◆ AVAILABLE RECORDS
******************************

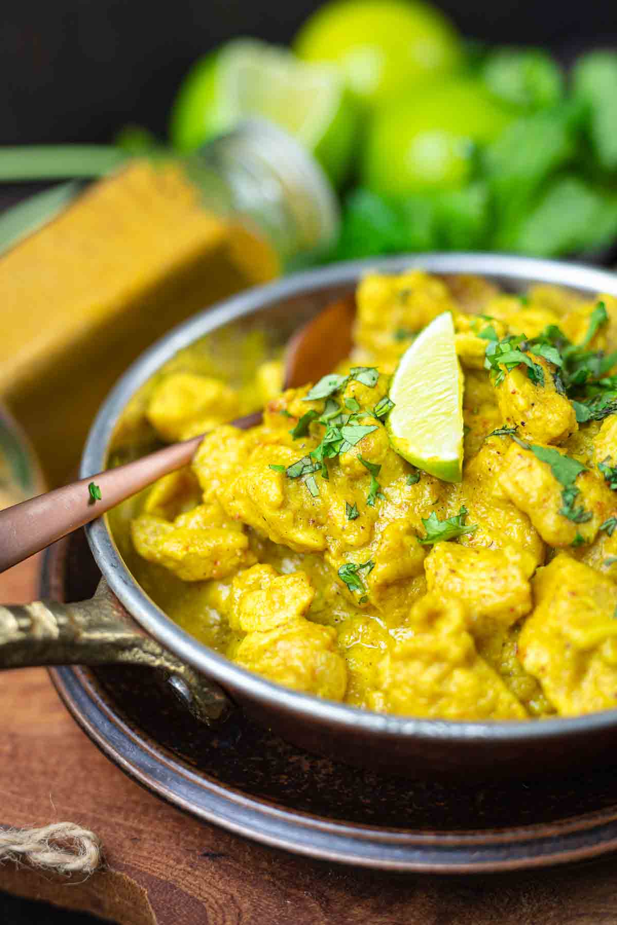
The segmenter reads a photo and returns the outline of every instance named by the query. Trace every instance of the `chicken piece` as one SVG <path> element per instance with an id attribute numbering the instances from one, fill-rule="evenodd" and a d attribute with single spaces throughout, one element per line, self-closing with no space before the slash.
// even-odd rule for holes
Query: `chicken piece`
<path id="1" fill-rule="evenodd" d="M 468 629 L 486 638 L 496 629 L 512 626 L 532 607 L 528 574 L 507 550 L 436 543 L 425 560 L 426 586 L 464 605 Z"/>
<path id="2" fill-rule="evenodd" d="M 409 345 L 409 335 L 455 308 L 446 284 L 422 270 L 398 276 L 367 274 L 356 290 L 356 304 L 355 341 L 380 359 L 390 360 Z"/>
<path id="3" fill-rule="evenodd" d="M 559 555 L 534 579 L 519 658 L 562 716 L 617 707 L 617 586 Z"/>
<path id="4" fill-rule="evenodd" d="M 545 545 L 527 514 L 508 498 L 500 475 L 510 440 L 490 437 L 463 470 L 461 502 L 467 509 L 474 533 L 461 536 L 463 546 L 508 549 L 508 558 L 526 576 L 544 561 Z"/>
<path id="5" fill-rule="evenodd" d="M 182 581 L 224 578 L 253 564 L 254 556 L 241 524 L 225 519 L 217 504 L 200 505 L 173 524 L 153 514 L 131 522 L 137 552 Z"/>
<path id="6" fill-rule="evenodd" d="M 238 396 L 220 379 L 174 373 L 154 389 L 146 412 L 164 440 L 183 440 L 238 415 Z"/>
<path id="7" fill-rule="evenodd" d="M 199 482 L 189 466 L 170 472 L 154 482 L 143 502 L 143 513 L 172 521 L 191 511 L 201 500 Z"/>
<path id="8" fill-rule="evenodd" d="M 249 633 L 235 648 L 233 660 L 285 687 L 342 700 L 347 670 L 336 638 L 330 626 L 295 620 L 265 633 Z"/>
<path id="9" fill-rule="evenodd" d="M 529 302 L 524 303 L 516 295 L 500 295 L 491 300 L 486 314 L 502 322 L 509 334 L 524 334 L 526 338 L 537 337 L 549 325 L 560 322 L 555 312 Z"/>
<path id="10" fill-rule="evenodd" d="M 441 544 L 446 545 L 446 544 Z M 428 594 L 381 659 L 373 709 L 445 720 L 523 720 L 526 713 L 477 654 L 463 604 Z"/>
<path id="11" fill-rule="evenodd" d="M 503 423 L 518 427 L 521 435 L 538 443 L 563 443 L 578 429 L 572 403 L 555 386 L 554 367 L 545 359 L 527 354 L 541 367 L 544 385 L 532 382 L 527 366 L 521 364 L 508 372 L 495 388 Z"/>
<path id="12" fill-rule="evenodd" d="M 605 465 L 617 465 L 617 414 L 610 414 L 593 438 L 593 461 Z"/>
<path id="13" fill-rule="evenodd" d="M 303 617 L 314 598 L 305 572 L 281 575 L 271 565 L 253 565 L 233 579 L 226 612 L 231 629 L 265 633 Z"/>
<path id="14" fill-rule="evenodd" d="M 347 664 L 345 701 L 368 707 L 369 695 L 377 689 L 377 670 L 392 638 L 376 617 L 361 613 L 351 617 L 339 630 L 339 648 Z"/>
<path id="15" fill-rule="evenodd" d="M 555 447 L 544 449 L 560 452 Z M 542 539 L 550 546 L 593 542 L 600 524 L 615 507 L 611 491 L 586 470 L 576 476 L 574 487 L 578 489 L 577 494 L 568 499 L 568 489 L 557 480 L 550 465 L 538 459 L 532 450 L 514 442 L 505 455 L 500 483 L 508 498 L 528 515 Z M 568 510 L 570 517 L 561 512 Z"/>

******************************

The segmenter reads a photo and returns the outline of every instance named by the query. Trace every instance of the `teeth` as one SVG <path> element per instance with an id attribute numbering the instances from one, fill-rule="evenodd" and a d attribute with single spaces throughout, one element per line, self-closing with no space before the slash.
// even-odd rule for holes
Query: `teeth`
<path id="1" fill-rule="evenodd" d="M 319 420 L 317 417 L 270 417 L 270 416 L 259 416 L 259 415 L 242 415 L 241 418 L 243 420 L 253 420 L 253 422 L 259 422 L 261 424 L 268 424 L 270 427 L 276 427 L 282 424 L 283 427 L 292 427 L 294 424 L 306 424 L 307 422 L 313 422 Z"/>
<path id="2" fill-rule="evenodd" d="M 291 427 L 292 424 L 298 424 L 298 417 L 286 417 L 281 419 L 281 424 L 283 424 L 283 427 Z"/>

******************************

◆ WHAT IS EXPECTED
Find every line in the listing above that contains the string "teeth", and copy each of those lines.

◆ FINISHED EXERCISE
The segmenter reads a photo and returns the outline of every instance named by the query. Trace every instance of the `teeth` as one SVG <path> element per instance with an id attribute numbering the instances from one, fill-rule="evenodd" and a d attribute with single spaces throughout, one element per line, self-closing with no space before the slash.
Query: `teeth`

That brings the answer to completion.